* _Exercise directions_: Could you copy out all of the material below, swapping each "photo" for "image" and leaving everything else unchanged? Omit the pictures from your answer.

* _Data section_:

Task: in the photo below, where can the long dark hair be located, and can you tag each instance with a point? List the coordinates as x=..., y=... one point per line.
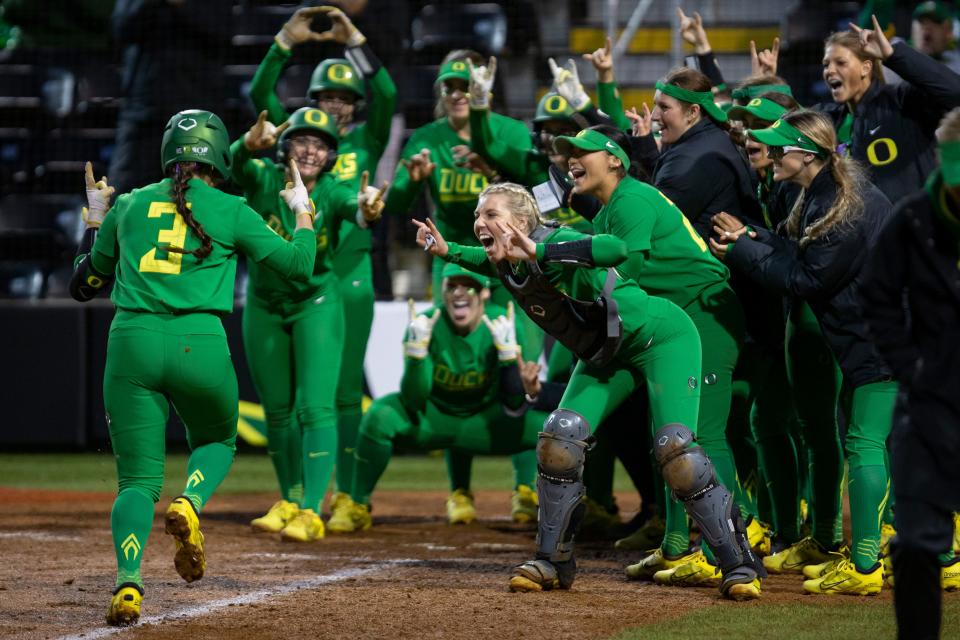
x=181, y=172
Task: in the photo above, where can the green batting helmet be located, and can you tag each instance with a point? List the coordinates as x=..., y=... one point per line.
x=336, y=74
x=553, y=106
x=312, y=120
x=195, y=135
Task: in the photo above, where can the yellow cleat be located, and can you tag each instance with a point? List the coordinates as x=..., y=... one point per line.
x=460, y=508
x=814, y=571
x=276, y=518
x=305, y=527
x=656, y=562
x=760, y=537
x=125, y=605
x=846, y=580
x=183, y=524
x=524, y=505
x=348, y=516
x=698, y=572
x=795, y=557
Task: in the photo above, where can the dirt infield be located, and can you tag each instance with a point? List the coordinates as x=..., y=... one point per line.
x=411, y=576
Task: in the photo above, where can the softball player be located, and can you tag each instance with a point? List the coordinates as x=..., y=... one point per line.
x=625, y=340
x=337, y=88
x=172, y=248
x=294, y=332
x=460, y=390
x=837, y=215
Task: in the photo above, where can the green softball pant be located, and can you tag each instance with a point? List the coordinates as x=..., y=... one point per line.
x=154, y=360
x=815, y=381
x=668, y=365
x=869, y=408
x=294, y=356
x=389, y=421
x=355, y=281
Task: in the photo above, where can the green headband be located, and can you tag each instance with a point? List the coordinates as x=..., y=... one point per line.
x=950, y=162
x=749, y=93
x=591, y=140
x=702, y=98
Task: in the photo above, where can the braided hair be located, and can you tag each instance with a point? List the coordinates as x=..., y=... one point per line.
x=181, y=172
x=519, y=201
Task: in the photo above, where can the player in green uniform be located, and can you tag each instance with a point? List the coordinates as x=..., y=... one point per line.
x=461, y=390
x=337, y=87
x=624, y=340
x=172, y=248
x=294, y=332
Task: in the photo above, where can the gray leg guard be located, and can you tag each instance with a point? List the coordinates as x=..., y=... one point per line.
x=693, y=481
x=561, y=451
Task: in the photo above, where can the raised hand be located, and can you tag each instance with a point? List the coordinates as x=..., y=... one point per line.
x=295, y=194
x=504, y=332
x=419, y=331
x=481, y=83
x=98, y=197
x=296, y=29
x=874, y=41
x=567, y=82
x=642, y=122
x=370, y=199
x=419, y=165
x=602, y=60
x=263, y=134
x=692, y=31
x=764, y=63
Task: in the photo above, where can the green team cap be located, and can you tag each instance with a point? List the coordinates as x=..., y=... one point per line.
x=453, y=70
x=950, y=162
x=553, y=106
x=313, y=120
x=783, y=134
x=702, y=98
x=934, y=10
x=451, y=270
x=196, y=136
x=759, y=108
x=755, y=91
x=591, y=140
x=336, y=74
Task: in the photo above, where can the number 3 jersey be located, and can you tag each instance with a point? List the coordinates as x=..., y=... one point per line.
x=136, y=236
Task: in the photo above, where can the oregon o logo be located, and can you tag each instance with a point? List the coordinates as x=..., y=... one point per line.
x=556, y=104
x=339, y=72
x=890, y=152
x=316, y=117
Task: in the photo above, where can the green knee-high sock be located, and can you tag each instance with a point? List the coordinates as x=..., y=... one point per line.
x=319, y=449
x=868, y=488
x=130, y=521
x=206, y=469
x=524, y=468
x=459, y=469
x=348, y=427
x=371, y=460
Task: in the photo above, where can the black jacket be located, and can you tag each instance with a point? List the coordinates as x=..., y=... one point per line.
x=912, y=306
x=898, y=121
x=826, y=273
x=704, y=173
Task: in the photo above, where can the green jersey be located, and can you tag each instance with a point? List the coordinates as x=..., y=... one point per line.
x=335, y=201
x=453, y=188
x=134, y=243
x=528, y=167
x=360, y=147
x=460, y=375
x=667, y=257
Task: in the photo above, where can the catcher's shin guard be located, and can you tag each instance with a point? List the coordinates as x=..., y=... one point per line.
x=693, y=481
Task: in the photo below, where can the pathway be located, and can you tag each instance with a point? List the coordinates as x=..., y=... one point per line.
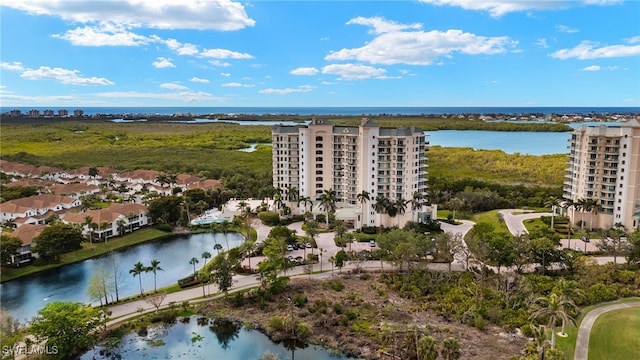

* _Final answer_:
Task: in the image below, where can the long dark hair be located, and can you tag each instance with a point? List the coordinates as x=..., y=... one point per line.
x=181, y=172
Task: in the image above, where can the green batting helmet be located, and can you tag each instance with a point? List the coordinates as x=..., y=... one point per line.
x=336, y=74
x=553, y=106
x=312, y=120
x=195, y=135
Task: in the image above, where can the yellow cleat be located, and can you tag each instance with a point? List the coordinates as x=..., y=... one point per line.
x=460, y=508
x=814, y=571
x=276, y=518
x=305, y=527
x=656, y=562
x=760, y=537
x=125, y=605
x=846, y=580
x=183, y=524
x=524, y=505
x=348, y=516
x=698, y=572
x=795, y=557
Task: in the image above, where can the dirt infield be located, and can you tag each instance with a point? List the coordinates as x=..., y=... one point per line.
x=411, y=576
Task: in the image above, where can the softball player be located, and can you tag each instance with a point? List the coordinates as x=..., y=... one point per line.
x=625, y=340
x=337, y=88
x=172, y=248
x=294, y=332
x=460, y=390
x=837, y=215
Task: in the image above, where can the green softball pant be located, and can you tag each instance with a point? List the coordinates as x=..., y=... one point per line.
x=154, y=360
x=815, y=381
x=668, y=365
x=869, y=408
x=294, y=356
x=389, y=421
x=355, y=281
Task: in the image above, where can the green headband be located, and can you tag each instance with a point? List the coordinates as x=..., y=... one point per line.
x=950, y=162
x=749, y=93
x=591, y=140
x=702, y=98
Task: in the image above, where can the braided hair be located, and can you tag each instance with a point? List the coordinates as x=..., y=... one point per line.
x=181, y=172
x=519, y=201
Task: in the image above, where can the player in green uniform be located, and can you tag each instance with a point? List the coordinates as x=..., y=... one point per line.
x=461, y=390
x=337, y=87
x=624, y=340
x=172, y=248
x=294, y=332
Task: in the image above, where can the gray leg guard be located, and can you tag each instance with a point? List the coordinates as x=..., y=... one point per line.
x=693, y=481
x=561, y=451
Task: in the image above, where can the raised hand be located, and can you tag each instance with a point? List the coordinates as x=..., y=... one point per line.
x=295, y=194
x=504, y=332
x=419, y=331
x=481, y=83
x=98, y=197
x=296, y=29
x=874, y=41
x=567, y=82
x=642, y=122
x=370, y=199
x=419, y=165
x=602, y=60
x=263, y=134
x=692, y=31
x=764, y=63
Task: in the image above, where can the green team cap be located, and can you tag each instance with a point? List the coordinates as x=..., y=... one point per line.
x=453, y=70
x=950, y=162
x=553, y=106
x=313, y=120
x=783, y=134
x=702, y=98
x=934, y=10
x=451, y=270
x=196, y=136
x=759, y=108
x=755, y=91
x=591, y=140
x=336, y=74
Task: in the image above, where can the number 3 jersey be located, and can you tag each instance with a point? List the coordinates as x=..., y=... one point per line.
x=136, y=236
Task: in the image above, where can the oregon o logo be located, and can you tag each instance with a point? List the coordinates as x=..., y=... one point per line.
x=556, y=104
x=339, y=72
x=890, y=152
x=316, y=117
Task: in the image above, where can the green knee-high sock be located, and can you tag each instance with a point? List the coordinates as x=..., y=... one point per line.
x=319, y=449
x=868, y=488
x=130, y=521
x=206, y=469
x=524, y=468
x=459, y=469
x=348, y=427
x=371, y=460
Task: in the image above, where can the black jacket be located, and can you tag each instance with a point? List the coordinates as x=..., y=... one point per line.
x=912, y=306
x=898, y=121
x=826, y=273
x=704, y=173
Task: in the image above, where can the green jersey be located, and can you tag each instance with a point? List the coordinates as x=..., y=... one point per line.
x=335, y=201
x=453, y=188
x=134, y=243
x=528, y=167
x=360, y=147
x=460, y=375
x=667, y=257
Task: in the image above, where can the catcher's shin guard be located, and can you tag each instance with a point? List the coordinates as x=..., y=... one point per line.
x=693, y=481
Task: in the image below, where can the pathway be located, and can you tag each instance with a point? List the coordinates as x=..., y=... one point per line.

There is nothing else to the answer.